§ **OPDRACHTEN**:
1. Beantwoord de volgende vragen over het fragment van de uitspraak.
(a) Op welke datum is de beslissing in het openbaar uitgesproken?
(b) Wie trad op als griffier?
(c) Binnen welke termijn moet een beroepschrift worden ingediend?
2. Neem uit het fragment van de uitspraak de tekst letterlijk over, van "Deze uitspraak is gedaan" tot en met "gezondheidszorg (Wet BIG).".

Het beroep is ongegrond.
6. Verweerder hoeft geen proceskosten te vergoeden.

Beslissing

De rechtbank verklaart het beroep ongegrond.
Deze uitspraak is gedaan door mr. G.P. Kleijn, rechter, in aanwezigheid van
mr. J.R. van Veen, griffier. De beslissing is in het openbaar uitgesproken op 27 mei 2021.
griffier rechter
Afschrift verzonden aan partijen op:

Bent u het niet eens met deze uitspraak?

Als u het niet eens bent met deze uitspraak, kunt u een brief sturen naar de Afdeling bestuursrechtspraak van de Raad van State waarin u uitlegt waarom u het er niet mee eens bent. Dit heet een beroepschrift. U moet dit beroepschrift indienen binnen 6 weken na de dag waarop deze uitspraak is verzonden. U ziet deze datum hierboven.

BIJLAGE

Een aanvraag voor registratie in het BIG-register wordt beoordeeld op grond van
de Wet op de beroepen in de individuele gezondheidszorg (Wet BIG).
Een inschrijving in het register wordt op grond van artikel 8 van de Wet BIG in
samenhang gelezen het Besluit periodieke registratie Wet BIG beoordeeld (het Besluit).
Een aanvraag voor herregistratie wordt getoetst volgens de criteria gesteld in de Wet
BIG, het Besluit, de Regeling periodieke registratie Wet BIG (Regeling) en
het Beoordelingskader Herregistratie BIG-register (Beoordelingskader).
Op grond van artikel 8, zesde lid, van de Wet BIG, in samenhang met het Besluit, dient een aanvrager bij de initiële registratie met een diploma dat ouder is dan vijf jaar tevens te voldoen aan de eisen van herregistratie. Uit artikel 8, eerste lid en tweede lid, van de Wet BIG volgt dat de datum waarop het diploma is behaald, leidend is.
Op grond van artikel 21, eerste lid, van de Richtlijn nr. 2005/36/EG erkent elke lidstaat de opleidingstitels van artsen welke toegang geven tot de beroepswerkzaamheden van arts met een basisopleiding of medische specialist, alsmede de opleidingstitels van verantwoordelijk algemeen ziekenverplegers, beoefenaren der tandheelkunde, specialisten in de tandheelkunde, dierenartsen, apothekers en architecten, zoals bedoeld in bijlage V, respectievelijk de punten 5.1.1, 5.1.2, 5.2.2, 5.3.2, 5.3.3, 5.4.2, 5.6.2 en 5.7.1, die voldoen aan de minimumopleidingseisen van respectievelijk de artikelen 24, 25, 31, 34, 35, 38, 44 en 46, door daaraan op zijn grondgebied, wat de toegang tot en uitoefening van de betrokken beroepswerkzaamheden betreft, hetzelfde rechtsgevolg toe te kennen als aan de door hem afgegeven opleidingstitels.

(Items uit een dataset)
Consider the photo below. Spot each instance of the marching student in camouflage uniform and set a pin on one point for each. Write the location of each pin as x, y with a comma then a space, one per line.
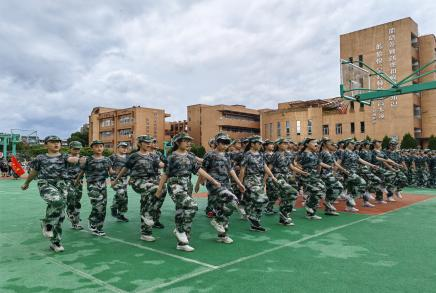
181, 164
385, 171
268, 147
333, 185
236, 157
120, 200
312, 184
217, 164
50, 170
143, 167
97, 169
355, 184
74, 191
253, 169
158, 202
280, 165
400, 177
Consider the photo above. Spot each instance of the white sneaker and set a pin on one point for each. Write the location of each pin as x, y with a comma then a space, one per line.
148, 220
225, 239
45, 232
181, 236
56, 247
148, 238
217, 226
185, 247
351, 209
313, 217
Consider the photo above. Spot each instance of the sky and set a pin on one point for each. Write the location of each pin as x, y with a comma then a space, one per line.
60, 59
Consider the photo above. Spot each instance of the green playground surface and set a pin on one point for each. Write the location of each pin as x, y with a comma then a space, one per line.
388, 252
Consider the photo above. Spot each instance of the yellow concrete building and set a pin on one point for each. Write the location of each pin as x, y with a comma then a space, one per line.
124, 125
394, 48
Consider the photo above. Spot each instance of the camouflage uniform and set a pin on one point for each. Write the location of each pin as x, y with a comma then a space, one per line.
355, 184
96, 172
270, 188
179, 170
255, 197
236, 159
144, 180
74, 193
400, 178
333, 185
373, 182
158, 202
280, 163
313, 185
387, 176
52, 189
120, 200
218, 166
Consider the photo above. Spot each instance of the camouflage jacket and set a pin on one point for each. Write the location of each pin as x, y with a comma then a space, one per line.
50, 168
143, 165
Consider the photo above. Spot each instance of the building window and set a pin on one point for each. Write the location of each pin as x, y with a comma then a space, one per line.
127, 131
288, 128
126, 119
279, 129
339, 128
325, 129
309, 127
106, 122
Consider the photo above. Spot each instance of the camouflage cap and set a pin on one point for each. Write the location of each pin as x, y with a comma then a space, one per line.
256, 138
96, 142
223, 137
75, 144
181, 135
145, 138
281, 140
52, 138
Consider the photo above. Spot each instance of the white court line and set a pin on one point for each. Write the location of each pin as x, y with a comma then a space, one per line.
159, 251
193, 275
72, 269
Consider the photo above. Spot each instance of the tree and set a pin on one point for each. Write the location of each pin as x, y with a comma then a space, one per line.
432, 142
79, 136
385, 142
408, 142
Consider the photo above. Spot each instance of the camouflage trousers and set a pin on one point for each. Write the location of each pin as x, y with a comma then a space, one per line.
146, 187
388, 181
180, 191
120, 199
373, 182
400, 180
314, 188
271, 193
97, 193
422, 176
333, 186
286, 192
74, 195
254, 196
54, 193
356, 186
225, 203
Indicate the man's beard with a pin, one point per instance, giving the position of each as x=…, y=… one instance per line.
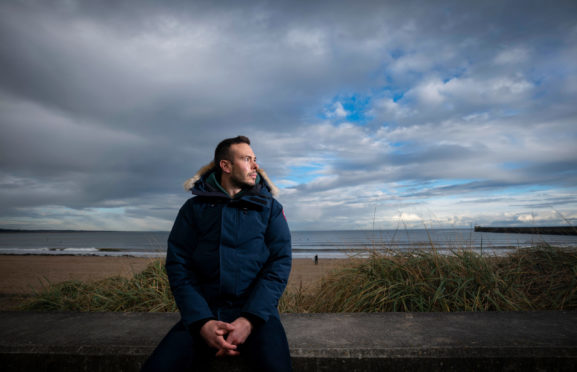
x=240, y=183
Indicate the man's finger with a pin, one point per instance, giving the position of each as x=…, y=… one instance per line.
x=223, y=344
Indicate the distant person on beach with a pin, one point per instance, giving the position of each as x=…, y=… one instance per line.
x=228, y=263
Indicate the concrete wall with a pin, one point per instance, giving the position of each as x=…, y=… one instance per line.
x=530, y=341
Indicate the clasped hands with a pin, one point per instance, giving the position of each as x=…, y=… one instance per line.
x=225, y=337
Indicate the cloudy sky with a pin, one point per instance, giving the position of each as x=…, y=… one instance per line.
x=366, y=114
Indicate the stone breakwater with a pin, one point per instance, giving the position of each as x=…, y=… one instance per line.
x=544, y=230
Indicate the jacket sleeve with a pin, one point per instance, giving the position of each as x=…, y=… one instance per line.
x=183, y=281
x=273, y=277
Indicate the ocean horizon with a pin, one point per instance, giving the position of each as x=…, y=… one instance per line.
x=305, y=244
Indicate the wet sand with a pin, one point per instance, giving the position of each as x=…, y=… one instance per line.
x=26, y=274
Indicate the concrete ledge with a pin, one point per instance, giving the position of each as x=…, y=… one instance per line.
x=528, y=341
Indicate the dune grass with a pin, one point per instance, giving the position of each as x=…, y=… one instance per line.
x=541, y=278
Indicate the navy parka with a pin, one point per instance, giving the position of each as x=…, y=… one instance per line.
x=228, y=257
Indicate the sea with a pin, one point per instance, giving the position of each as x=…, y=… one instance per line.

§ **VERWACHTE ANTWOORDEN**:
1.
(a) Op 27 mei 2021.
(b) Mr. J.R. van Veen.
(c) Binnen 6 weken na de dag waarop de uitspraak is verzonden.

2.
Deze uitspraak is gedaan door mr. G.P. Kleijn, rechter, in aanwezigheid van
mr. J.R. van Veen, griffier. De beslissing is in het openbaar uitgesproken op 27 mei 2021.
griffier rechter
Afschrift verzonden aan partijen op:

Bent u het niet eens met deze uitspraak?

Als u het niet eens bent met deze uitspraak, kunt u een brief sturen naar de Afdeling bestuursrechtspraak van de Raad van State waarin u uitlegt waarom u het er niet mee eens bent. Dit heet een beroepschrift. U moet dit beroepschrift indienen binnen 6 weken na de dag waarop deze uitspraak is verzonden. U ziet deze datum hierboven.

BIJLAGE

Een aanvraag voor registratie in het BIG-register wordt beoordeeld op grond van
de Wet op de beroepen in de individuele gezondheidszorg (Wet BIG).